-- Rows from a collection --

------------------------------------------------

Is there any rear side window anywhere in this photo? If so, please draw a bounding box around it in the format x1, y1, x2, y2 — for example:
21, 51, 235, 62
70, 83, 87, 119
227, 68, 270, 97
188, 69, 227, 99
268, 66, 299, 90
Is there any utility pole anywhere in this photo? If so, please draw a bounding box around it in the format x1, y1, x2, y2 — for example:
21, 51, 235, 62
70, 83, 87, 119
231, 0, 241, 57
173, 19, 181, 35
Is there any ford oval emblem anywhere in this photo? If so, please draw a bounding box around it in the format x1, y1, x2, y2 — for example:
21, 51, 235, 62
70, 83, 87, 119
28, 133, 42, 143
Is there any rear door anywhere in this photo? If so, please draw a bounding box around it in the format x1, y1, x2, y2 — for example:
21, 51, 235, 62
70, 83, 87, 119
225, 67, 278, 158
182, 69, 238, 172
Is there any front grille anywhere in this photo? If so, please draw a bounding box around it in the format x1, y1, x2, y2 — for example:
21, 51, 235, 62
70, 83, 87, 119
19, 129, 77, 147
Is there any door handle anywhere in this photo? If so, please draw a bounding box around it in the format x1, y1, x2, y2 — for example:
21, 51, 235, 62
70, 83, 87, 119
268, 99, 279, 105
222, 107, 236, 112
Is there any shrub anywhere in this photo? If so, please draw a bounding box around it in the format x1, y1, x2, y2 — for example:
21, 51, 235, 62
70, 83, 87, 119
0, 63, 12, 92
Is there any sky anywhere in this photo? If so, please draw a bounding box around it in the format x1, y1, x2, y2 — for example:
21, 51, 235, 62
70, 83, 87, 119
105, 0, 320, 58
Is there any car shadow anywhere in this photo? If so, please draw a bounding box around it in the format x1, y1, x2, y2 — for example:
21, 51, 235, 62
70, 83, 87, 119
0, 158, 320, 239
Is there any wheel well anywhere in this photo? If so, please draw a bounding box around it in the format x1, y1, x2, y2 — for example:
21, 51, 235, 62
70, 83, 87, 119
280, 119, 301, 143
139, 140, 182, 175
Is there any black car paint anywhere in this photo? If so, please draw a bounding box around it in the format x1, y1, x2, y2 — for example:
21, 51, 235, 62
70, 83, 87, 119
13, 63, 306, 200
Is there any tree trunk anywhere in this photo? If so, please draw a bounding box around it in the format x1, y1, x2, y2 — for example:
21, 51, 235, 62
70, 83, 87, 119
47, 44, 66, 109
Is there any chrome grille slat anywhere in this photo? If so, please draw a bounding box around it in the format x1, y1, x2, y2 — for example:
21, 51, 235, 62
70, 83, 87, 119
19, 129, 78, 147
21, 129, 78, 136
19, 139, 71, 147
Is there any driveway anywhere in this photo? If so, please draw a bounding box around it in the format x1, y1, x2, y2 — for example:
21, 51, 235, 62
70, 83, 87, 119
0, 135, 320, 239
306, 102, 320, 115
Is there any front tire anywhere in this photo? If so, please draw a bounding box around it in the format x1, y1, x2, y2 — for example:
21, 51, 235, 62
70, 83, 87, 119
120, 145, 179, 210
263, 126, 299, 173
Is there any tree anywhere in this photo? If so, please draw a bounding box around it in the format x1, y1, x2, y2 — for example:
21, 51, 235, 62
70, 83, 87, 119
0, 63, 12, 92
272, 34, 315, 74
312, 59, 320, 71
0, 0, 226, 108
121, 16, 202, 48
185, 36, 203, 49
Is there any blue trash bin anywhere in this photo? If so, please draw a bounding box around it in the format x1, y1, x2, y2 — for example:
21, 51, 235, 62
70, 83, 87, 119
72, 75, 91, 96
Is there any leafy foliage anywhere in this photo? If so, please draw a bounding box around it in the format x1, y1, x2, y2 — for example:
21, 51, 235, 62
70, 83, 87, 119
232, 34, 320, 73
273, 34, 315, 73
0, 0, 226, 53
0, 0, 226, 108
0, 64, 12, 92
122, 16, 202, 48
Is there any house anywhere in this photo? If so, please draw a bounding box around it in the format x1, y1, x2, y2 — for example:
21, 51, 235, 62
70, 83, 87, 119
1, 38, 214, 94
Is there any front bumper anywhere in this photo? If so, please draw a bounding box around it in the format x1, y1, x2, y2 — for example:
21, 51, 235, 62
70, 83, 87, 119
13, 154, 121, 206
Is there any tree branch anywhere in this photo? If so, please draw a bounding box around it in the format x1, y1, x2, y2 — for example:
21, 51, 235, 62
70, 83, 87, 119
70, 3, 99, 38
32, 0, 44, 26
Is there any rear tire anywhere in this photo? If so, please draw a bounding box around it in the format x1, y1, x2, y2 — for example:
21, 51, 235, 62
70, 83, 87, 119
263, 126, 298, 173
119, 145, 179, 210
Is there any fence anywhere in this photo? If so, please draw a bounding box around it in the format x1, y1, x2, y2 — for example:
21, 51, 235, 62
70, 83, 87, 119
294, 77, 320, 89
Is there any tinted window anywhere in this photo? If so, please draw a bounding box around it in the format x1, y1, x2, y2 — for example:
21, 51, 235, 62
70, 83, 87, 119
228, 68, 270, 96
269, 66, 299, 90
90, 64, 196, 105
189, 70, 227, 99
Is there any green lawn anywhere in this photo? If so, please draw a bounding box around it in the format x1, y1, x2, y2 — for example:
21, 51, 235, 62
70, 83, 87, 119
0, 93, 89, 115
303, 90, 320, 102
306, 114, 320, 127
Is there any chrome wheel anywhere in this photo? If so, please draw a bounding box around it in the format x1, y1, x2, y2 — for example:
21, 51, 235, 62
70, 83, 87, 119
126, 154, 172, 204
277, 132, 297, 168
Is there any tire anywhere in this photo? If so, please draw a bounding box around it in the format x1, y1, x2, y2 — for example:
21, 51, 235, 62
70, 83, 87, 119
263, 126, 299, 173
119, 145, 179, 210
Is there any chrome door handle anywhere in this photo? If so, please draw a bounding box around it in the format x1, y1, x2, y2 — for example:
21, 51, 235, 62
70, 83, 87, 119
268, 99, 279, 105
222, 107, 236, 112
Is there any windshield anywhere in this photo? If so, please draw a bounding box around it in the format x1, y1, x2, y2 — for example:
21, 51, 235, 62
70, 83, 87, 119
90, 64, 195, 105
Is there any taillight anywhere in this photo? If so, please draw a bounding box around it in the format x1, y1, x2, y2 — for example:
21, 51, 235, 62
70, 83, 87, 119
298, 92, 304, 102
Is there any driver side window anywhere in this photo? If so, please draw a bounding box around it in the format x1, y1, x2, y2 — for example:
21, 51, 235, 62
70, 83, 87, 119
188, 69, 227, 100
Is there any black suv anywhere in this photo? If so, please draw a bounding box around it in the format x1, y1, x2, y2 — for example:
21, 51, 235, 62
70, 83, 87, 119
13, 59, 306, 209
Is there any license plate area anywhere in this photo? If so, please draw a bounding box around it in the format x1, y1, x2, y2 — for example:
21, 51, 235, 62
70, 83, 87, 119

------------------------------------------------

-- Short task --
Reproduce every row above verbatim, changing nothing.

-- Complete response --
Is there any rear side window anywhere in this photo? If so, please draw a bounding box around it in the format x1, y1, x2, y2 — for example:
21, 51, 235, 62
70, 83, 87, 119
227, 68, 270, 97
188, 69, 227, 99
268, 66, 299, 90
Is there any utility pole anywhere in this photo? If so, please draw a bounding box around it in the format x1, y1, x2, y2 — for example:
21, 51, 235, 62
70, 83, 87, 119
231, 0, 241, 57
173, 19, 181, 35
Is there any ford oval emblem anywhere in this photo? If so, please draw a bounding box around it in the format x1, y1, x2, y2 — for example:
21, 51, 235, 62
70, 83, 87, 119
28, 133, 42, 143
Is there any rear door anywhere in this photo? If so, please draw a bounding box around it in the format x1, y1, x2, y2 — for example:
21, 51, 235, 62
70, 83, 87, 119
225, 67, 278, 158
182, 69, 238, 172
Is there any front grille anywhere in this photo? If so, please draw a bounding box around it in the format x1, y1, x2, y2 — for example:
21, 51, 235, 62
70, 83, 87, 119
19, 129, 77, 147
Is there any door handle anywhere in this photo? If so, please draw a bounding box around it in the format x1, y1, x2, y2 — for example:
21, 51, 235, 62
70, 83, 87, 119
268, 99, 279, 105
222, 107, 236, 112
Is there any shrub anywhere in this photo? If so, please draw a bounding box around it in the format x1, y1, x2, y2 — for example:
21, 51, 235, 62
70, 83, 87, 119
0, 63, 12, 92
Is there any sky anywhere in this photo? If so, please draw a bounding box around it in the format x1, y1, x2, y2 — for example:
21, 51, 235, 62
70, 83, 87, 119
105, 0, 320, 58
Is there any car shadow anywhere in this photo? If so, please draw a bounding box around it in the format x1, y1, x2, y2 — for example:
21, 51, 235, 62
70, 83, 87, 119
0, 158, 320, 239
Is there any wheel well anywhere in this photo? If so, please draw a bounding box around it in the format x1, y1, x2, y2 — for example:
21, 51, 235, 62
70, 83, 87, 119
280, 119, 301, 143
139, 140, 182, 175
Is there any black car paint anywhere in this photo? If so, please draw a bounding box around it in the format x1, y1, x2, y2 — for example:
21, 51, 235, 62
70, 83, 87, 119
13, 63, 306, 200
Is there any tree trunk anywhere in this photo? If so, please draw a bounding box around it in the format x1, y1, x2, y2 — for example:
21, 51, 235, 62
70, 83, 87, 119
47, 44, 66, 109
Is there any chrome grille slat anywhere in this photo? If so, please draw a bounding box around it in the format x1, y1, x2, y2 — for example:
21, 51, 235, 62
70, 83, 87, 119
19, 129, 78, 147
21, 129, 78, 136
19, 139, 71, 147
Is there any driveway anywhere in this photo? If so, please draw a bounding box around it in the format x1, y1, x2, y2 — for example:
21, 51, 235, 62
70, 83, 87, 119
0, 135, 320, 239
306, 102, 320, 115
Is there any front tire anywhere in this photo? If so, please draw a bounding box around it in the format x1, y1, x2, y2 — for example:
21, 51, 235, 62
70, 83, 87, 119
120, 145, 179, 210
263, 126, 299, 173
Is there any tree anywhere in this photo? If so, please draw a bounding box around it in the format x1, y1, x2, y2 — for example:
21, 51, 235, 62
70, 83, 87, 119
0, 63, 12, 92
272, 34, 315, 74
312, 59, 320, 71
0, 0, 226, 108
121, 16, 202, 48
185, 36, 203, 49
Is there any blue trash bin anywhere in this photo? If so, please draw a bounding box around it in the format x1, y1, x2, y2 — for example:
21, 51, 235, 62
70, 83, 87, 119
72, 75, 91, 96
Is there any leafy foliage anywhere in this photo? If so, please draw a bounding box around it in the format x1, y1, x2, y2 — for example:
21, 51, 235, 62
70, 83, 87, 119
232, 34, 320, 73
273, 34, 315, 73
0, 0, 226, 53
0, 0, 226, 108
0, 64, 12, 92
122, 16, 202, 48
Is there any house anywhere in this photo? If so, please draw a bounding box around it in the format x1, y1, x2, y2 — for example:
21, 51, 235, 62
70, 83, 87, 119
1, 38, 214, 94
Is there any front bumper anywhere in this photo? If so, please draw a bounding box around it in the format x1, y1, x2, y2 — for example:
21, 51, 235, 62
70, 83, 87, 119
13, 154, 121, 206
Is there any tree branch anywhere in this photo? If so, please draw a bounding box around it in the format x1, y1, x2, y2 — for example:
21, 51, 235, 62
70, 83, 87, 119
70, 3, 99, 38
32, 0, 44, 26
Is there any rear tire anywhere in this photo? If so, please draw a bounding box around it in the format x1, y1, x2, y2 — for example:
21, 51, 235, 62
70, 83, 87, 119
263, 126, 298, 173
119, 145, 179, 210
Is there any fence anywhere in this photo? If so, please draw a bounding box around it in the format x1, y1, x2, y2 — for example:
21, 51, 235, 62
70, 83, 87, 119
294, 77, 320, 89
Is there any tinted window anywhere in this photo? If so, please draw a bounding box around it in the format x1, y1, x2, y2 — for example:
21, 51, 235, 62
70, 83, 87, 119
228, 68, 270, 96
269, 66, 299, 90
90, 64, 196, 105
189, 70, 227, 99
Is there any green lawn anywhere in this photo? If so, please draw a bounding box around it in the format x1, y1, x2, y2 — for example:
21, 51, 235, 62
70, 83, 87, 119
0, 93, 89, 115
303, 90, 320, 102
306, 114, 320, 127
Is there any chrome wheel anywhere in this photo? If so, please draw a bounding box around it in the format x1, y1, x2, y2 — for example:
21, 51, 235, 62
70, 83, 87, 119
126, 154, 172, 204
277, 132, 297, 168
Is there any tire anywhere in this photo? If so, please draw a bounding box around it in the format x1, y1, x2, y2 — for example:
21, 51, 235, 62
70, 83, 87, 119
263, 126, 299, 173
119, 145, 179, 210
Is there any chrome door handle anywhere in this photo? If so, please draw a bounding box around it in the format x1, y1, x2, y2 — for example:
21, 51, 235, 62
70, 83, 87, 119
268, 99, 279, 105
222, 107, 236, 112
Is there any windshield anywhere in this photo? If so, please draw a bounding box around it in the format x1, y1, x2, y2 — for example:
21, 51, 235, 62
70, 83, 87, 119
90, 64, 195, 105
Is there any taillight anywhere in this photo? If so, please draw a bounding box around it in the format x1, y1, x2, y2 — for example:
21, 51, 235, 62
70, 83, 87, 119
298, 92, 304, 102
Is there any driver side window anywhere in this photo? If so, please draw a bounding box around it in the format x1, y1, x2, y2 — for example:
21, 51, 235, 62
70, 83, 87, 119
188, 69, 227, 100
Is there any black suv anywhere in this photo? If so, please draw a bounding box around it in the format x1, y1, x2, y2 — for example:
21, 51, 235, 62
70, 83, 87, 119
13, 59, 306, 209
Is there any license plate area anywhere in this photo? If so, please draw a bounding box around it in the format x1, y1, x2, y2 — for example:
21, 51, 235, 62
70, 83, 87, 119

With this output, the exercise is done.